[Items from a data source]
--- begin ---

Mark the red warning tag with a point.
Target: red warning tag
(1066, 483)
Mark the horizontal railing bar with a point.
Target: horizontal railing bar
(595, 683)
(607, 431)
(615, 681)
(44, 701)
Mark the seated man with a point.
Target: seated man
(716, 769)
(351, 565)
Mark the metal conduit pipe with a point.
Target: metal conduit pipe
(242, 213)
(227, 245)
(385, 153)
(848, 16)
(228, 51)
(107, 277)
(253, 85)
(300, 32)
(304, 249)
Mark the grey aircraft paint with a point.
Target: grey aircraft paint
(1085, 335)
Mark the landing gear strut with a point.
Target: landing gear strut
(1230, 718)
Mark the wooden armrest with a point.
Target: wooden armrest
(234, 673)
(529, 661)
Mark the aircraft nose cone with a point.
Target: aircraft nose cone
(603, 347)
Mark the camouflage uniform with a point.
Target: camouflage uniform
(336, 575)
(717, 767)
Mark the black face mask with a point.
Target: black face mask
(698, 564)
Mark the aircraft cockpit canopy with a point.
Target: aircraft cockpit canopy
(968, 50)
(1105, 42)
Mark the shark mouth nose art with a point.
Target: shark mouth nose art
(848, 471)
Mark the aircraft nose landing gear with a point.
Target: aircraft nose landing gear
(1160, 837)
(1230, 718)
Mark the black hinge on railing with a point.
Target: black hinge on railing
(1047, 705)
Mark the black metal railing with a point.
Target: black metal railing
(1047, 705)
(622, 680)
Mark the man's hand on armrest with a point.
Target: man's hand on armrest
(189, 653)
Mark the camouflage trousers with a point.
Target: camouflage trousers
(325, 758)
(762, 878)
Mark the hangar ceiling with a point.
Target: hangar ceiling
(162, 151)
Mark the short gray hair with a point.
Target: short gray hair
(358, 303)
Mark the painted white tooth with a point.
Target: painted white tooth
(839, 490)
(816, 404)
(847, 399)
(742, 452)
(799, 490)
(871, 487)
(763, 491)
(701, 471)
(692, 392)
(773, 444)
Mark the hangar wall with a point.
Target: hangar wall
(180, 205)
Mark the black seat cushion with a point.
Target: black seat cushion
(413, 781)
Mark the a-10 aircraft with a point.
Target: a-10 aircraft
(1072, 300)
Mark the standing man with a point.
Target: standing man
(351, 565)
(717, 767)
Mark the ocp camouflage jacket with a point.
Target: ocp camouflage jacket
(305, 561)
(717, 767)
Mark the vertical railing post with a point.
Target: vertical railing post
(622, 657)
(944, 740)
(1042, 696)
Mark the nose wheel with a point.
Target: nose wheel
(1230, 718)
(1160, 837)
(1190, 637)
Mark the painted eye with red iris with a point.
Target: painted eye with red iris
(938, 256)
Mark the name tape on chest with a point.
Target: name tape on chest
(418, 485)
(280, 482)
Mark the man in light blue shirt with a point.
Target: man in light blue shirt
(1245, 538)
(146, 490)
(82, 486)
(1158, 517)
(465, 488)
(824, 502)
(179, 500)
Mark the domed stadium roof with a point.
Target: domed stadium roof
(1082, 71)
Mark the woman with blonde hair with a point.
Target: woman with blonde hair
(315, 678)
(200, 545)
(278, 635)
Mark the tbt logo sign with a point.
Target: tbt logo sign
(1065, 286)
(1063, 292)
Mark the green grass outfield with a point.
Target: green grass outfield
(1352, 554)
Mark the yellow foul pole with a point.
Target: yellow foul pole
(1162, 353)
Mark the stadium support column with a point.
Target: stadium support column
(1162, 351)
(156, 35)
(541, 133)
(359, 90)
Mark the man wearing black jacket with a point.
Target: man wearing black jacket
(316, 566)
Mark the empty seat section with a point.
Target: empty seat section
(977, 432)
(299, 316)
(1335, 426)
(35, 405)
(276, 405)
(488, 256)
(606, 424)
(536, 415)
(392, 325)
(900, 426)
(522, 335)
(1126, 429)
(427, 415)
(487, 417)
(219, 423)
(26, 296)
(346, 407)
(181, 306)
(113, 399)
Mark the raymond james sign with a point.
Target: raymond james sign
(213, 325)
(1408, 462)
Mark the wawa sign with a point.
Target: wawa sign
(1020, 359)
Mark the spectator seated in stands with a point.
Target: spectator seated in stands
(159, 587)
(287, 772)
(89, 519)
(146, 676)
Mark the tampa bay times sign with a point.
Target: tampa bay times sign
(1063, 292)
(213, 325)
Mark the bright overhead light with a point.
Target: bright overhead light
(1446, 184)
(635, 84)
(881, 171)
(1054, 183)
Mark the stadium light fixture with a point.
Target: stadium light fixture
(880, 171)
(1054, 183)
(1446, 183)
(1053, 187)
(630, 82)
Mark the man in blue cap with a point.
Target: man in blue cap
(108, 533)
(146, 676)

--- end ---

→ Aim of the task:
Write out all of the records once more, exactly.

→ Written response:
Mark the red warning tag with a point.
Target: red warning tag
(1066, 483)
Mark the horizontal railing bar with a point.
Target: horizontal railing bar
(595, 683)
(607, 431)
(615, 681)
(44, 701)
Mark the seated man with a point.
Target: seated man
(716, 769)
(351, 565)
Mark the metal conduit pipe with a point.
Target: metal conduit pipe
(242, 213)
(227, 245)
(385, 153)
(848, 16)
(228, 51)
(107, 277)
(253, 85)
(300, 32)
(304, 249)
Mark the grey aircraft paint with a point.
Target: grey aircraft paint
(1085, 335)
Mark the landing gear strut with a point.
Target: landing gear strut
(1230, 718)
Mark the wooden armrest with a point.
Target: wooden armrest
(234, 673)
(529, 661)
Mark the aircraft nose cone with a point.
Target: aircraft nose cone
(603, 347)
Mark the camouflage uniform with a point.
Target: camouflage uniform
(336, 575)
(717, 767)
Mark the black face mask with a point.
Target: black face mask
(698, 564)
Mark the aircraft cockpit canopy with a point.
Target: aircraft cockpit canopy
(968, 50)
(1105, 42)
Mark the shark mouth nose art with a point.
Target: shark mouth nose art
(848, 471)
Mark the aircraft nose landing gear with a point.
Target: aircraft nose landing gear
(1160, 837)
(1230, 718)
Mark the black hinge on railing with a point.
Target: black hinge on railing
(1047, 705)
Mark the black metal railing with a point.
Target: black metal railing
(1047, 705)
(622, 680)
Mark the man's hand on armrest with a point.
Target: man's hand on armrest
(189, 653)
Mark the camouflage trousers with a point.
Target: camouflage trousers
(325, 758)
(762, 878)
Mark the hangar ceiling with a point.
Target: hangar ceiling
(162, 151)
Mark the short gray hair with a point.
Target: short gray hair
(358, 303)
Mark the painted white tooth with a point.
Target: painted white tooth
(839, 490)
(816, 404)
(847, 399)
(742, 452)
(799, 490)
(871, 487)
(763, 491)
(701, 471)
(692, 392)
(773, 444)
Mark the hangar wall with a point.
Target: hangar wall
(180, 205)
Mark the black seat cushion with a point.
Target: black seat cushion
(413, 781)
Mark the a-10 aircraft with a point.
Target: a-10 aircraft
(1072, 300)
Mark the standing man with a point.
Target: standing man
(351, 565)
(717, 767)
Mark the ocp camouflage jacket with a point.
Target: ocp camouflage jacket
(305, 561)
(717, 767)
Mark the vertical railing post with a point.
Target: vertical railing post
(622, 657)
(944, 740)
(1042, 696)
Mark the nose wheel with a point.
Target: nose wheel
(1230, 718)
(1160, 837)
(1190, 637)
Mark the painted eye with red iris with a point.
Target: painted eye with red iris
(938, 256)
Mark the name tape on chest with a point.
Target: name tape on chest
(418, 485)
(280, 482)
Mark the man in light blue shirt with a point.
Target: man in light blue shirt
(1245, 538)
(146, 490)
(82, 486)
(1158, 517)
(465, 488)
(824, 502)
(179, 500)
Mark the domed stadium roof with a point.
Target: domed stadium roof
(1082, 71)
Mark the woman with blonde hair with a point.
Target: woman with blonde hair
(315, 678)
(200, 545)
(278, 635)
Mark the tbt logo sign with a point.
Target: tbt logo sign
(1065, 286)
(1063, 292)
Mark the green grass outfield with a point.
Target: green grass outfield
(1352, 554)
Mark the yellow foul pole with a point.
Target: yellow foul pole
(1162, 353)
Mark the stadium support column with a point.
Target: stadium support column
(1162, 351)
(156, 35)
(541, 133)
(359, 90)
Mark the man wearing black jacket with a point.
Target: man wearing black jacket
(316, 566)
Mark the empty seat section with a point.
Target: empty seat section
(977, 432)
(299, 316)
(1335, 426)
(35, 405)
(276, 405)
(488, 256)
(606, 424)
(536, 415)
(392, 325)
(900, 426)
(522, 335)
(1126, 429)
(427, 415)
(487, 417)
(219, 423)
(26, 296)
(346, 407)
(181, 306)
(113, 399)
Mark the raymond james sign with a point.
Target: raymond james sign
(213, 325)
(1408, 462)
Mark the wawa sign with a point.
Target: wawa sign
(1020, 359)
Mark the spectator seated in stands with a point.
Target: spectator seated in stands
(159, 587)
(287, 772)
(89, 519)
(146, 676)
Mark the tampa bay times sign with a point.
Target: tampa bay times sign
(1063, 292)
(213, 325)
Mark the bright overhead light with a point.
Target: bright overhead light
(1446, 184)
(635, 84)
(881, 171)
(1054, 183)
Mark the stadium light fixture with a point.
Target: stadium light fixture
(880, 171)
(1054, 183)
(1446, 183)
(1053, 187)
(630, 82)
Mark the man in blue cap with a point.
Target: man in blue cap
(108, 533)
(146, 676)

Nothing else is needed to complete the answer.